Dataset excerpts
------------------------------------------------
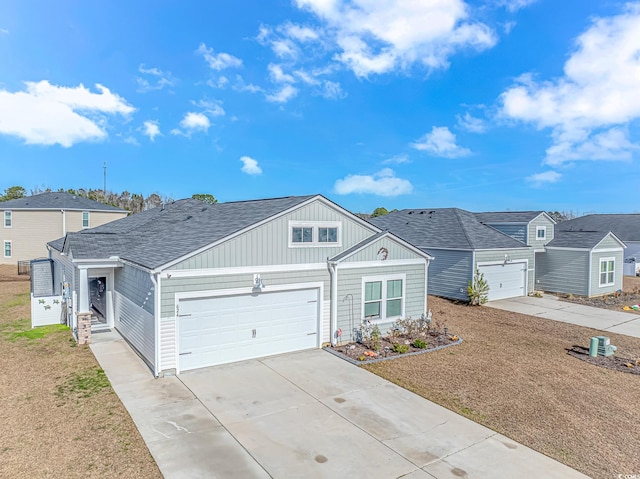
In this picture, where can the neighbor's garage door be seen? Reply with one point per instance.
(505, 280)
(222, 329)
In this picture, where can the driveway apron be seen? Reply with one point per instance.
(307, 414)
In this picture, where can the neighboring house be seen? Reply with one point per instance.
(29, 223)
(625, 226)
(460, 245)
(191, 285)
(582, 263)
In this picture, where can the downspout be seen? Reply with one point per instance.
(155, 279)
(333, 270)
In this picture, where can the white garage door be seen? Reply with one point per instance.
(222, 329)
(505, 280)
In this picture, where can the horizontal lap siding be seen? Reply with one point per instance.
(269, 244)
(449, 273)
(350, 282)
(563, 271)
(515, 255)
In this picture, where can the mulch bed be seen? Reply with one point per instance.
(362, 353)
(610, 362)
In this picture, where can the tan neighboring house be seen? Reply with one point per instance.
(29, 223)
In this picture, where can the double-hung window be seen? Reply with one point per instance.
(383, 298)
(607, 271)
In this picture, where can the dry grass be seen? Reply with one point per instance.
(512, 373)
(59, 415)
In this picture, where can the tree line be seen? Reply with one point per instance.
(133, 202)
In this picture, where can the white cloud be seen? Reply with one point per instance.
(470, 123)
(397, 160)
(379, 37)
(545, 177)
(283, 95)
(159, 79)
(382, 183)
(47, 114)
(440, 142)
(219, 61)
(590, 106)
(151, 129)
(250, 166)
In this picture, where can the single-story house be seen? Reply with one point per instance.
(585, 263)
(625, 226)
(460, 245)
(191, 285)
(29, 223)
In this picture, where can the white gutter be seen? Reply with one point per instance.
(333, 270)
(156, 323)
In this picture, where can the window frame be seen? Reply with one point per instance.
(315, 234)
(384, 299)
(607, 272)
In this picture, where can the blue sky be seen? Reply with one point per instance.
(482, 105)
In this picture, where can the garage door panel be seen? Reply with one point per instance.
(217, 330)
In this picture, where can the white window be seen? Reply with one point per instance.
(607, 271)
(316, 233)
(383, 298)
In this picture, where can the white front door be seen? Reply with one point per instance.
(222, 329)
(505, 280)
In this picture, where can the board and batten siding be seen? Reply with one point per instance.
(350, 283)
(134, 300)
(596, 256)
(563, 271)
(541, 220)
(515, 256)
(517, 231)
(268, 244)
(395, 251)
(449, 273)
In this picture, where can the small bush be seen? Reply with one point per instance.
(400, 348)
(420, 344)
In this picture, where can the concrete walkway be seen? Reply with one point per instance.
(307, 414)
(551, 307)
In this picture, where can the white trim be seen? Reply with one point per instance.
(314, 225)
(382, 264)
(194, 273)
(320, 198)
(384, 278)
(243, 291)
(606, 260)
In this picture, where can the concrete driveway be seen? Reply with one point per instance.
(551, 307)
(307, 414)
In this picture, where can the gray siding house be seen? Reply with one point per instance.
(191, 285)
(460, 244)
(626, 227)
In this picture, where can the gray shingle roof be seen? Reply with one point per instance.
(507, 216)
(577, 239)
(626, 227)
(56, 201)
(160, 235)
(450, 228)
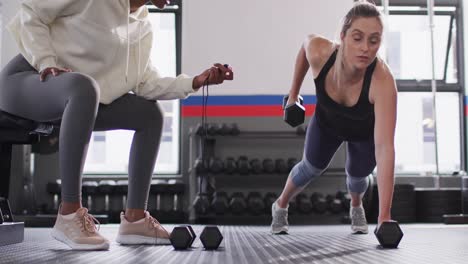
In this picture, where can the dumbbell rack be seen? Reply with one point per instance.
(261, 180)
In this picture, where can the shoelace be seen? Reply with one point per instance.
(89, 223)
(358, 216)
(154, 224)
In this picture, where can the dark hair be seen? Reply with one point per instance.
(361, 8)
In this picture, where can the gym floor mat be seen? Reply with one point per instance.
(422, 243)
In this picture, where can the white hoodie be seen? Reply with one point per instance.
(90, 37)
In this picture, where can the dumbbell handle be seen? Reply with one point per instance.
(286, 98)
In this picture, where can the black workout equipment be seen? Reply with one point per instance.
(345, 199)
(237, 204)
(10, 232)
(182, 237)
(255, 203)
(89, 189)
(256, 166)
(318, 202)
(294, 114)
(243, 166)
(214, 129)
(106, 187)
(216, 165)
(201, 166)
(211, 237)
(281, 166)
(55, 189)
(230, 165)
(268, 165)
(303, 204)
(220, 203)
(291, 163)
(269, 199)
(334, 205)
(235, 131)
(389, 234)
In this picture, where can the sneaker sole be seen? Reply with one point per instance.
(360, 231)
(141, 240)
(58, 235)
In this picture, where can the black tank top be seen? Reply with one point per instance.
(354, 123)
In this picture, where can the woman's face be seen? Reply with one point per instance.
(362, 42)
(160, 3)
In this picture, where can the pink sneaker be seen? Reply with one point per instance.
(78, 231)
(144, 231)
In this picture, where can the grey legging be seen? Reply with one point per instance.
(73, 98)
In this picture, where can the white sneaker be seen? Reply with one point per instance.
(78, 231)
(358, 220)
(279, 224)
(144, 231)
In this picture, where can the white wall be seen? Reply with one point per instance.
(9, 49)
(259, 38)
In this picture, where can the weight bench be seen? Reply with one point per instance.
(14, 130)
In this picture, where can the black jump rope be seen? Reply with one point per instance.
(204, 118)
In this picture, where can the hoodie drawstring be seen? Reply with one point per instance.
(128, 42)
(128, 48)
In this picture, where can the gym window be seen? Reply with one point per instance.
(109, 151)
(408, 53)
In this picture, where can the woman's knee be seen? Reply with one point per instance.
(82, 86)
(357, 184)
(154, 116)
(304, 172)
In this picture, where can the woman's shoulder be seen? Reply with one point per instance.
(382, 72)
(318, 50)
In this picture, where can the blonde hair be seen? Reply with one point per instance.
(361, 8)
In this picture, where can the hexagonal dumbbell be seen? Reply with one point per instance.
(211, 237)
(182, 237)
(389, 234)
(294, 114)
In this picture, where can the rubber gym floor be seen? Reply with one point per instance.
(422, 243)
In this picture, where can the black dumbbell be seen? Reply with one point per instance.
(291, 163)
(230, 165)
(175, 188)
(268, 166)
(280, 166)
(334, 205)
(106, 187)
(234, 129)
(158, 187)
(294, 114)
(256, 166)
(89, 188)
(318, 203)
(220, 203)
(201, 166)
(269, 199)
(345, 199)
(55, 189)
(216, 165)
(200, 130)
(237, 204)
(121, 189)
(182, 237)
(214, 129)
(303, 204)
(225, 130)
(255, 203)
(201, 204)
(243, 165)
(211, 237)
(389, 234)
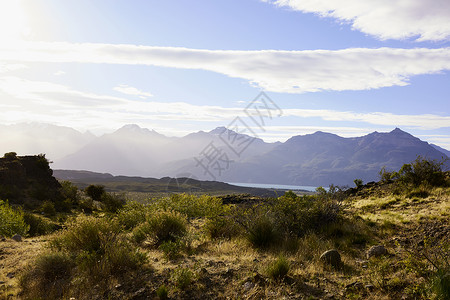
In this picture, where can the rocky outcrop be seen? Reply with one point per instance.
(27, 179)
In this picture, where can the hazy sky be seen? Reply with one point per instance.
(349, 67)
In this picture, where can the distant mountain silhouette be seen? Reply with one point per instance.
(314, 159)
(33, 138)
(324, 158)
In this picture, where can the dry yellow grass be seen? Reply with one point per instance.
(14, 256)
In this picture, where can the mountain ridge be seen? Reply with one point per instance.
(316, 159)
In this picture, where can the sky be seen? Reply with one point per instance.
(349, 67)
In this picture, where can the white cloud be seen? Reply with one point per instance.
(27, 100)
(424, 121)
(426, 20)
(129, 90)
(271, 70)
(4, 68)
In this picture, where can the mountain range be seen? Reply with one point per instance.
(317, 159)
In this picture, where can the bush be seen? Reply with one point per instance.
(70, 191)
(87, 234)
(112, 202)
(221, 227)
(131, 215)
(86, 205)
(11, 220)
(162, 292)
(422, 171)
(358, 182)
(166, 226)
(182, 277)
(38, 225)
(10, 156)
(192, 206)
(279, 268)
(172, 249)
(95, 191)
(48, 208)
(262, 232)
(296, 215)
(48, 277)
(432, 262)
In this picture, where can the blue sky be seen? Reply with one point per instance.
(348, 67)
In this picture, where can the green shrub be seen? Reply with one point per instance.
(86, 205)
(95, 191)
(112, 202)
(48, 208)
(296, 215)
(70, 191)
(221, 227)
(11, 220)
(192, 206)
(432, 262)
(262, 232)
(141, 232)
(87, 234)
(38, 225)
(279, 268)
(358, 182)
(10, 156)
(166, 226)
(48, 277)
(182, 277)
(162, 292)
(422, 172)
(171, 249)
(98, 247)
(131, 215)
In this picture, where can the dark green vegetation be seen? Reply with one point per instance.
(159, 187)
(186, 246)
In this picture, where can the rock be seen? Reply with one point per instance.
(17, 237)
(354, 285)
(376, 251)
(248, 285)
(331, 257)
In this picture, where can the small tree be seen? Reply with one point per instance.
(358, 182)
(95, 191)
(10, 155)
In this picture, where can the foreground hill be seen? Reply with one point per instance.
(384, 240)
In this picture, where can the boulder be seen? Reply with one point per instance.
(331, 257)
(17, 237)
(376, 251)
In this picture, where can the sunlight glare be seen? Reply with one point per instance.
(13, 25)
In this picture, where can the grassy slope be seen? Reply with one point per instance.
(233, 269)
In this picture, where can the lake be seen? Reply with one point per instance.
(276, 186)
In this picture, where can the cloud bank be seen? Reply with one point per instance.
(426, 20)
(129, 90)
(27, 100)
(271, 70)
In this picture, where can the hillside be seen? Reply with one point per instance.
(152, 187)
(384, 240)
(28, 180)
(317, 159)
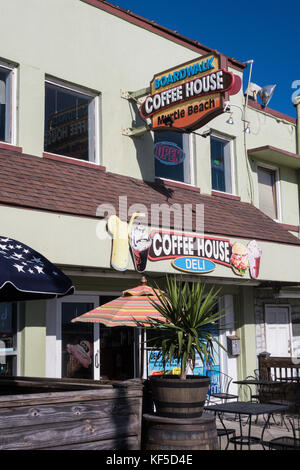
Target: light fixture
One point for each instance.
(266, 93)
(227, 109)
(230, 119)
(248, 130)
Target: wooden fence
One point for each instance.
(64, 414)
(285, 371)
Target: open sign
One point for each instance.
(168, 153)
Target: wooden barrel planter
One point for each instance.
(175, 398)
(180, 434)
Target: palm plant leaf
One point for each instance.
(191, 322)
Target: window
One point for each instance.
(8, 339)
(267, 191)
(173, 156)
(221, 164)
(7, 107)
(70, 122)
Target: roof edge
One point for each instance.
(275, 149)
(156, 28)
(272, 112)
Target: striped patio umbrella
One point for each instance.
(131, 309)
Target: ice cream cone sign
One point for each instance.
(140, 243)
(120, 244)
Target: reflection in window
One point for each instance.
(267, 191)
(69, 123)
(177, 166)
(77, 342)
(8, 338)
(5, 107)
(220, 165)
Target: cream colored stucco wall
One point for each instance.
(84, 242)
(83, 45)
(75, 42)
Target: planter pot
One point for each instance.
(175, 398)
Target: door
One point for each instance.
(278, 330)
(79, 342)
(73, 349)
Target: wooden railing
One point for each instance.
(278, 368)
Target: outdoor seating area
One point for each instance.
(269, 417)
(277, 436)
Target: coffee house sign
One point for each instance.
(189, 95)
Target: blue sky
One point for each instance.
(265, 31)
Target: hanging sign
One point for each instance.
(189, 95)
(200, 254)
(168, 153)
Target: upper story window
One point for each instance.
(268, 191)
(7, 103)
(221, 164)
(70, 122)
(172, 156)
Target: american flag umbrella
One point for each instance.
(131, 309)
(25, 274)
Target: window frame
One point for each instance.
(229, 173)
(274, 169)
(16, 341)
(94, 147)
(12, 104)
(188, 164)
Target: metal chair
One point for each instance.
(219, 387)
(225, 432)
(288, 442)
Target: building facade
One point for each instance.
(74, 146)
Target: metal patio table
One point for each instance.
(249, 409)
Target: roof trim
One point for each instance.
(274, 149)
(153, 27)
(272, 112)
(276, 156)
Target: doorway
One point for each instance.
(278, 330)
(87, 350)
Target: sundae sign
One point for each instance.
(189, 95)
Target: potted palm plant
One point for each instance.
(191, 314)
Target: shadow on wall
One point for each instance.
(144, 146)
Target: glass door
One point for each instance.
(72, 348)
(79, 358)
(8, 339)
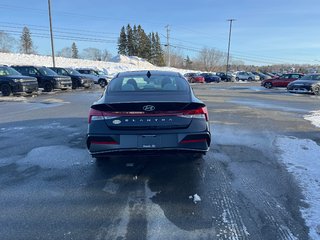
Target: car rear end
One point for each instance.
(24, 85)
(147, 121)
(198, 79)
(63, 82)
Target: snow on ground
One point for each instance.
(314, 118)
(301, 157)
(119, 63)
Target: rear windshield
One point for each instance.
(156, 83)
(6, 71)
(315, 77)
(47, 72)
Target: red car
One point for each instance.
(281, 81)
(194, 78)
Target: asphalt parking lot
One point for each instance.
(52, 189)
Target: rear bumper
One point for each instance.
(102, 145)
(63, 85)
(299, 89)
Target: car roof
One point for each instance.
(145, 72)
(28, 66)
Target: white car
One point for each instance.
(247, 76)
(99, 77)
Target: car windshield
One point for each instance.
(47, 72)
(7, 71)
(72, 71)
(156, 83)
(312, 77)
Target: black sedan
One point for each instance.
(308, 83)
(148, 112)
(78, 80)
(12, 81)
(209, 77)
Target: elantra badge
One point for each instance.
(117, 121)
(149, 108)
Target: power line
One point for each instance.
(227, 67)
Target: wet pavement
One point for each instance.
(52, 189)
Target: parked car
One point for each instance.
(12, 81)
(148, 111)
(47, 79)
(99, 77)
(261, 75)
(209, 77)
(225, 77)
(308, 83)
(78, 80)
(194, 78)
(281, 81)
(247, 76)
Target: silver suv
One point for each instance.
(99, 77)
(247, 76)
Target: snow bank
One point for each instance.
(117, 64)
(301, 157)
(314, 118)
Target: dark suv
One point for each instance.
(47, 79)
(225, 77)
(78, 80)
(12, 81)
(99, 77)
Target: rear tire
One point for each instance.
(102, 83)
(268, 85)
(316, 90)
(48, 87)
(6, 90)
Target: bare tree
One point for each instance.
(92, 54)
(6, 42)
(210, 59)
(65, 52)
(176, 58)
(106, 55)
(26, 44)
(74, 51)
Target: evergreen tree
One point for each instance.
(144, 45)
(153, 51)
(74, 51)
(159, 55)
(188, 63)
(122, 42)
(26, 44)
(139, 40)
(135, 40)
(130, 43)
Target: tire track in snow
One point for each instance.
(229, 224)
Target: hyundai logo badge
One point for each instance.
(148, 108)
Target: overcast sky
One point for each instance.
(265, 32)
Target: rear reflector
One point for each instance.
(196, 113)
(201, 113)
(193, 140)
(104, 142)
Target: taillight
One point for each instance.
(196, 113)
(95, 115)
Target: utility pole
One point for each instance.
(51, 34)
(168, 45)
(227, 68)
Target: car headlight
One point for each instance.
(18, 80)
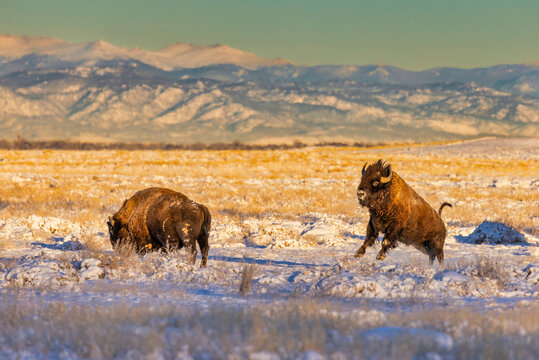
------------------------------------------------
PROBLEM STATEMENT — From the line that holds "Target: utility pole" to the last line of the data, return those lines exactly and nothing else; both ends count, and pictures stay out.

EXERCISE ANSWER —
Target: utility pole
One point for each instance.
(51, 34)
(168, 45)
(227, 68)
Target: car headlight
One point for each instance.
(18, 80)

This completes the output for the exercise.